**Task to carry out:** Write out the part of the GRB interview starting with "MAGIC observed bright" and going on through "in these observations?", substituting "weak afterglow emission" for "faint afterglow emission".

**Document:**
Interview with Razmik Mirzoyan and Stefan Wagner on their successful measurements of GRBs with MAGIC and H.E.S.S.

On 14 January 2019, Swift has reported the detection of a long GRB 190114C (GCN #23688). The MAGIC telescopes started observations of this GRB about 50 s after the Swift-BAT alert, reaching more than 20 sigma of significance in 2 hours. At the CTA Science Symposium on 6-9 May 2019, also H.E.S.S. announced the detection of GRB 180720B in its afterglow phase at the level of 5 sigma in about 2 hours of observations. Three papers on these relevant findings where later published in Nature. We would like to congratulate on this major breakthrough and interviewed the two spokespersons of the experiments, Razmik Mirzoyan and Stefan Wagner.

Artist view of a GRB. Credits: DESY, Science Communication Lab

MAGIC observed bright early emission from GRB 190114C in January 2019, H.E.S.S. the faint afterglow emission of GRB 180720B in July 2018. What do you think led to the breakthrough in these observations?

MAGIC detection of the GRB 190114C has been published in ATel #12390 and the GCN Circular #23701 in the night of 14/15th January 2019. MAGIC detected the most intense ever gamma-ray signal from any celestial source since the invent of ground-based very high energy gamma-ray astronomy; in the first 30s the intensity of emission was 130 times that from Crab Nebula, the standard candle in VHE astronomy. This is a very happy occasion to celebrate the 30 years birthday of the ground-based gamma-ray astronomy.

**Data excerpt:**

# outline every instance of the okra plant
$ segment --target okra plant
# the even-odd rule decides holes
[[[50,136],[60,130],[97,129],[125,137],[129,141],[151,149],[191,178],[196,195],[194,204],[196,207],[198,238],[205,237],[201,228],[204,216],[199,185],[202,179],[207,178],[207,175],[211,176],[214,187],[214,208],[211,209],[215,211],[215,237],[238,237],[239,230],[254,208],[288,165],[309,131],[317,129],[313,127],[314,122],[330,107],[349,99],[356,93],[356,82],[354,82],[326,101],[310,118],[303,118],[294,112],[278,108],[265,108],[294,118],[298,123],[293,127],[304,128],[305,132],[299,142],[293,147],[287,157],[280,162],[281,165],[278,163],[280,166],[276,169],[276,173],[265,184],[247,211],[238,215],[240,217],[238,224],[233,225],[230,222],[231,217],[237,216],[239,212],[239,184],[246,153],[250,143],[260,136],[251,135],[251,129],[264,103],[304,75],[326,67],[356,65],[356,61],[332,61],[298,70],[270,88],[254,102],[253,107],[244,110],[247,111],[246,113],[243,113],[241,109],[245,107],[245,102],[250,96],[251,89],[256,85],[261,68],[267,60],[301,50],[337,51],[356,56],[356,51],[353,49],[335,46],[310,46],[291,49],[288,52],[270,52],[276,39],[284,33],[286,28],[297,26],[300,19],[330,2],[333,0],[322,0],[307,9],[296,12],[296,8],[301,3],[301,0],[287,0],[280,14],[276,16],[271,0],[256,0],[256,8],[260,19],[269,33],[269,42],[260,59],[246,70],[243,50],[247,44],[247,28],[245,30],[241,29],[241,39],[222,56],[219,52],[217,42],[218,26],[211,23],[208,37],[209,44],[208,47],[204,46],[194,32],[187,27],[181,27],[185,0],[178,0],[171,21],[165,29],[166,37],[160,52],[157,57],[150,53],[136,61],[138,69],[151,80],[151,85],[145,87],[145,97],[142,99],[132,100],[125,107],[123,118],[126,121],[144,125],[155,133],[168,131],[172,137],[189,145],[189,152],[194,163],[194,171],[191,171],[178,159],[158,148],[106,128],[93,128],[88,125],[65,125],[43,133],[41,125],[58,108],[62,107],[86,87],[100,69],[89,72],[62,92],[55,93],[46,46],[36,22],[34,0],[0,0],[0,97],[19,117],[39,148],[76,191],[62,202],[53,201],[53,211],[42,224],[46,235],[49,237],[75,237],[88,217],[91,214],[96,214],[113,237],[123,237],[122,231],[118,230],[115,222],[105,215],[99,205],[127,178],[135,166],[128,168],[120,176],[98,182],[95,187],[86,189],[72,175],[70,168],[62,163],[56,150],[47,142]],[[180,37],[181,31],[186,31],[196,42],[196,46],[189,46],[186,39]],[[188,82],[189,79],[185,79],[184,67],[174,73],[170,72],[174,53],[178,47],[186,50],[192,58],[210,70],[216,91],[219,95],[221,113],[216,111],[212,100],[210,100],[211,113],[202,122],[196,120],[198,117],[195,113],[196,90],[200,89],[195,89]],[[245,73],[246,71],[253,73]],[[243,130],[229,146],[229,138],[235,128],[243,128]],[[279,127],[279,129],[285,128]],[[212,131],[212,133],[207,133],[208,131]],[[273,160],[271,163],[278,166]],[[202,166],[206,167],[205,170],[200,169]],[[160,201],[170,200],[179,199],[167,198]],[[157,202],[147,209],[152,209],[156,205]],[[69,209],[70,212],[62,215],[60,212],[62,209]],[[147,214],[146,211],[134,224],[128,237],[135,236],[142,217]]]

**Full solution:**
MAGIC observed bright early emission from GRB 190114C in January 2019, H.E.S.S. the weak afterglow emission of GRB 180720B in July 2018. What do you think led to the breakthrough in these observations?